▶ _Exercise_:
Search the records for the word "sunglasses" and report each line that has it.

▶ _Records for this exercise_:
------------------------------------------------------------
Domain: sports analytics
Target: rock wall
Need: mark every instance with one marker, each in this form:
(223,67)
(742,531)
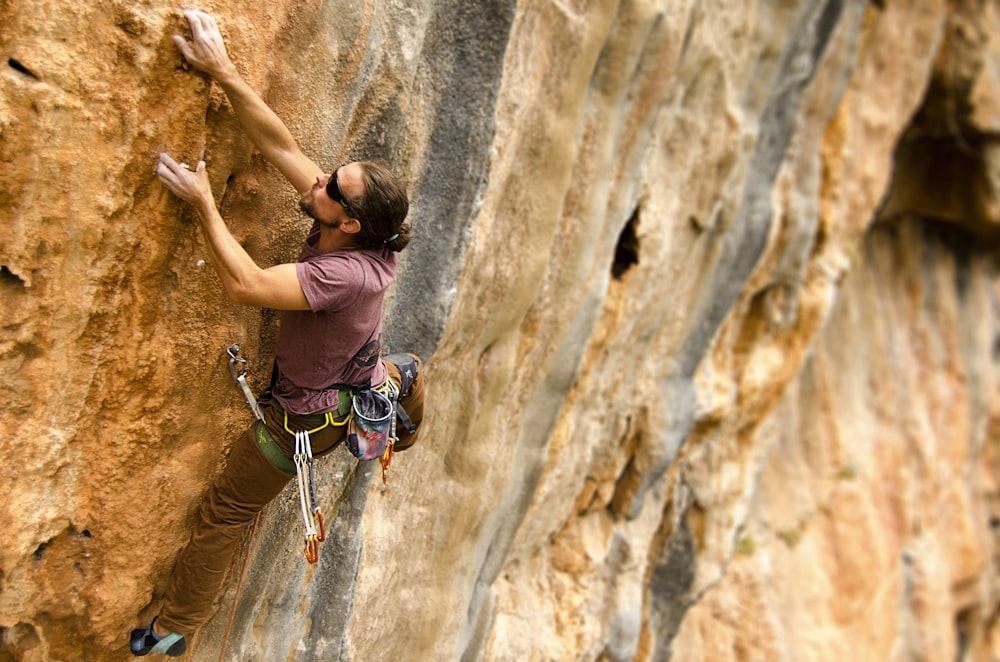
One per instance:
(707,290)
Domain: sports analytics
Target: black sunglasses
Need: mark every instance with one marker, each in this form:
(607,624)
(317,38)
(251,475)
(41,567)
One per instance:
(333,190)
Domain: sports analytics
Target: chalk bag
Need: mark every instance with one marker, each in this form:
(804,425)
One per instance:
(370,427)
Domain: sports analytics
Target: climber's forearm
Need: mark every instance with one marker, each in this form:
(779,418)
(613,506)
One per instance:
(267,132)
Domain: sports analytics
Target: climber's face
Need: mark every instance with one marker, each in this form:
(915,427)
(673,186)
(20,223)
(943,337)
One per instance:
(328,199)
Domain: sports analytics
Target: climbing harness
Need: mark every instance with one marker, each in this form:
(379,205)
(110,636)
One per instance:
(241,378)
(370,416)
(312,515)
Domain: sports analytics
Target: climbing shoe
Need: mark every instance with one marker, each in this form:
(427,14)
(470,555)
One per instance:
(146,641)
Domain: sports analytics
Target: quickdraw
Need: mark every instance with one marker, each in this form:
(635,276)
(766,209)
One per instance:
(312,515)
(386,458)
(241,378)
------------------------------------------------------------
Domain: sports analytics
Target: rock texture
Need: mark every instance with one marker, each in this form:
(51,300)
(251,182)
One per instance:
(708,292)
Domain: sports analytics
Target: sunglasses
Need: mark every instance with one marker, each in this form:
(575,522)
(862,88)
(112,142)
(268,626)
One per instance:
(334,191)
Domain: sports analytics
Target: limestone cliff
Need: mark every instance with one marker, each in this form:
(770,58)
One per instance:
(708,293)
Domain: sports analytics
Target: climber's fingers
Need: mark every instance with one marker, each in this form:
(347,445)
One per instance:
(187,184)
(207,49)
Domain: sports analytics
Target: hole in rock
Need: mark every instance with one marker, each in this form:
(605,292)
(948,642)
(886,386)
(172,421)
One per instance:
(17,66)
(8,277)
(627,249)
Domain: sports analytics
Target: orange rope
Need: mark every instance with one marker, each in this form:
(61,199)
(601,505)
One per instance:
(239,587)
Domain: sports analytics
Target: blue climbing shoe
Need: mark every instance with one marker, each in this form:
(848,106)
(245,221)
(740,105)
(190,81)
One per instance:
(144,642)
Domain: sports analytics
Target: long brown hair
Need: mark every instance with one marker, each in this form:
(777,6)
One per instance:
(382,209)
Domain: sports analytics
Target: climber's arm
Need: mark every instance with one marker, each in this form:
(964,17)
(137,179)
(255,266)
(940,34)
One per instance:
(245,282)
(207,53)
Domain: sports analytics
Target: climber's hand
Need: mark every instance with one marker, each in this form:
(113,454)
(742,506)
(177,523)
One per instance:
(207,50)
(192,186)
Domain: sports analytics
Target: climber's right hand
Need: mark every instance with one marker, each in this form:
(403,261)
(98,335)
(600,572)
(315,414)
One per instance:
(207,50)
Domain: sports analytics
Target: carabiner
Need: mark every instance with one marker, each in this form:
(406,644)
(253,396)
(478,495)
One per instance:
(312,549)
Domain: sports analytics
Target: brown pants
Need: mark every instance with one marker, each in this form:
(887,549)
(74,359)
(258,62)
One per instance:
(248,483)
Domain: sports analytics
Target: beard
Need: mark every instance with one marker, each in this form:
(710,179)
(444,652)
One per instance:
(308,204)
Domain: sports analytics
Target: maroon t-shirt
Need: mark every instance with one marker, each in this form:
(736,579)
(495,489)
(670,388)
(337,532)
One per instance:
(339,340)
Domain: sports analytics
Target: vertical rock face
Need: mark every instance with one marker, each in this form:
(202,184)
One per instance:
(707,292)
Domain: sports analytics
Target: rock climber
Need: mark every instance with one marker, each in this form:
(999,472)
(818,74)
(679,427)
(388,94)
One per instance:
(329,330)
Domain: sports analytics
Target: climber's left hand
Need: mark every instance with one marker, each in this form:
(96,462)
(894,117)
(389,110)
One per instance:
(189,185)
------------------------------------------------------------
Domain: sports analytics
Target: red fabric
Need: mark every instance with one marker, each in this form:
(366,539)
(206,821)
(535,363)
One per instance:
------------------------------------------------------------
▶ _Response to the task_:
Target: black sunglasses
Target: sunglasses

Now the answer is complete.